:: Data for analysis
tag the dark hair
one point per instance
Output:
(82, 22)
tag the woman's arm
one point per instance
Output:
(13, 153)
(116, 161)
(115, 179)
::::
Repeat the listing in full, keeping every line exactly as it is.

• Answer to the problem
tag the dark hair
one point per instance
Output:
(82, 22)
tag the woman's arm
one point per instance
Output:
(13, 153)
(116, 161)
(115, 179)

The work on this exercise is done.